## About this task
Reproduce the listing in full. Keep every character unchanged.

## Input material
>>

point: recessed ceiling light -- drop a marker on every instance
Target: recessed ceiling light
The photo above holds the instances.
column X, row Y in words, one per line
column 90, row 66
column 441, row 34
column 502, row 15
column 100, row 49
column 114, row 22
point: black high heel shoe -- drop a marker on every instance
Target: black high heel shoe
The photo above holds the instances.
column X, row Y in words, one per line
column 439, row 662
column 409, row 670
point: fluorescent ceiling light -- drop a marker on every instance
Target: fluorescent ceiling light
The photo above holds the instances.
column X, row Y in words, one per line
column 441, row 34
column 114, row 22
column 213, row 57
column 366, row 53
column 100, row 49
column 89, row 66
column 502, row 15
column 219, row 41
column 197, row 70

<<

## Solution to the exercise
point: recessed ceiling light -- drop a marker on every instance
Target: recessed ceiling light
The photo above holds the instances.
column X, row Y in words, one per line
column 90, row 66
column 441, row 34
column 502, row 15
column 100, row 49
column 114, row 22
point: black high heel shoe -- drop a marker on every instance
Target: black high heel shoe
The photo above holds the instances.
column X, row Y in words, one per line
column 439, row 662
column 409, row 670
point: fluorescent ceiling light -- drop a marker on every instance
Target: fluorescent ceiling light
The photo above holds the instances.
column X, row Y in words, one per line
column 441, row 34
column 114, row 22
column 213, row 57
column 366, row 53
column 100, row 49
column 89, row 66
column 502, row 15
column 219, row 41
column 197, row 70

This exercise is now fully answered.